● **Aim of the task**
Write out all of the entries as a two-column CSV with the columns request and answer, one row for each request. Put each request's text and its answer in a single quoted field each, with line breaks changed to spaces.

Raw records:

══════════════════════════════

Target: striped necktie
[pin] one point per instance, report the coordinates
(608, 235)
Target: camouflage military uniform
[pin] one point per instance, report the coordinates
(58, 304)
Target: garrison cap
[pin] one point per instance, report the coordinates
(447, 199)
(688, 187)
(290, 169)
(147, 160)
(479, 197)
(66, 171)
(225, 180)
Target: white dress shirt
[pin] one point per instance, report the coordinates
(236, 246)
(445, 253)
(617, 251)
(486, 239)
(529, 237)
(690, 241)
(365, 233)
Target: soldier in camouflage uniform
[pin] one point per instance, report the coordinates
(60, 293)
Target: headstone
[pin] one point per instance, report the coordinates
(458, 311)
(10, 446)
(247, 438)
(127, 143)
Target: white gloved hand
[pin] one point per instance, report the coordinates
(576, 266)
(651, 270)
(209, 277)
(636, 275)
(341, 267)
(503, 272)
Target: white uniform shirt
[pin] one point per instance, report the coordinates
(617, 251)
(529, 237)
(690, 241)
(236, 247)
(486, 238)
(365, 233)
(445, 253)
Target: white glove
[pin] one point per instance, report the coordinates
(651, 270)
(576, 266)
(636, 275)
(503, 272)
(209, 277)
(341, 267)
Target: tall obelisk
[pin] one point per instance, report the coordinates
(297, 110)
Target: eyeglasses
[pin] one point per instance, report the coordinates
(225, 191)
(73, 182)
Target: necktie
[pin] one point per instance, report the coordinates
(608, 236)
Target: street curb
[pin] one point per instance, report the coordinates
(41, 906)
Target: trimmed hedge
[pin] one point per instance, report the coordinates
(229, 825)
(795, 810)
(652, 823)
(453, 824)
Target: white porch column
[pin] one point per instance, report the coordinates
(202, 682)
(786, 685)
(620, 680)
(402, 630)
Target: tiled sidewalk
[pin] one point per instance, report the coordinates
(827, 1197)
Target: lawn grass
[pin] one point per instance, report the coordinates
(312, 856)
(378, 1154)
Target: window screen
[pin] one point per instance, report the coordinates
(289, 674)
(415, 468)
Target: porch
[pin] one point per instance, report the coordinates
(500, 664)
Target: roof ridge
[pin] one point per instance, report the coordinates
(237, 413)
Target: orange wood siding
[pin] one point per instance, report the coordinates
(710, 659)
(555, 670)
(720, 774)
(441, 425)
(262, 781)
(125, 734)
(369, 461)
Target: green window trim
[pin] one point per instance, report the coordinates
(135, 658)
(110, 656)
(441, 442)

══════════════════════════════

● **Response to the exercise**
request,answer
"Target: striped necktie [pin] one point per instance, report the coordinates","(608, 235)"
"Target: camouflage military uniform [pin] one point per instance, report the coordinates","(58, 304)"
"Target: garrison cap [pin] one point per instance, report the coordinates","(447, 199) (688, 187) (290, 169) (147, 160) (479, 197) (66, 171) (225, 180)"
"Target: white dress shirt [pin] one point per instance, report the coordinates","(236, 246) (445, 253) (617, 251) (486, 239) (529, 237) (690, 241) (365, 233)"
"Target: soldier in camouflage uniform [pin] one point per instance, report the coordinates","(60, 293)"
"Target: headstone [pin] one point per instance, report the coordinates","(458, 311) (10, 446) (247, 438) (127, 143)"
"Target: white gloved hand [pin] one point per instance, report the coordinates","(576, 266) (651, 270) (209, 277) (636, 275) (341, 267) (503, 272)"
"Target: white uniform shirt [pin] one point per instance, report the coordinates","(617, 251) (529, 237) (690, 241) (236, 247) (486, 238) (365, 233) (445, 253)"
"Target: white glove [pin] one point per instance, report the coordinates","(651, 270) (576, 266) (636, 275) (503, 272) (209, 277) (341, 267)"
"Target: tall obelisk [pin] one point per instance, report the coordinates","(297, 110)"
"Target: eyeglasses [pin] one point per instance, report the coordinates","(225, 191) (73, 182)"
"Target: necktie [pin] one point per instance, report the coordinates","(608, 236)"
"Target: street curb [pin] one point per instance, report the coordinates","(41, 906)"
"Target: trimmed hedge [pin] one point per instance, report the coordinates","(229, 825) (795, 810) (652, 823) (453, 824)"
"Target: white porch column [pin] one point per instance, report the coordinates","(202, 682) (786, 685) (620, 680) (402, 630)"
"Target: tiled sidewalk [pin] one point per instance, report the coordinates","(827, 1197)"
"Target: lawn grass [pin] one point per instance, report the coordinates","(312, 856) (378, 1154)"
"Target: window screen [pin] one point per instance, report the coordinates","(289, 674) (415, 468)"
"Target: porch [pin] one point per instance, report the coordinates","(500, 664)"
"Target: roof ridge [pin] one point per instance, report the coordinates","(237, 413)"
"Target: orange wood siding [pin] one point per instance, report the coordinates","(710, 659) (555, 670) (720, 774) (441, 425) (262, 781) (125, 734) (369, 461)"
"Target: green window trim [pin] one point per instance, report the coordinates","(135, 658) (110, 656) (441, 442)"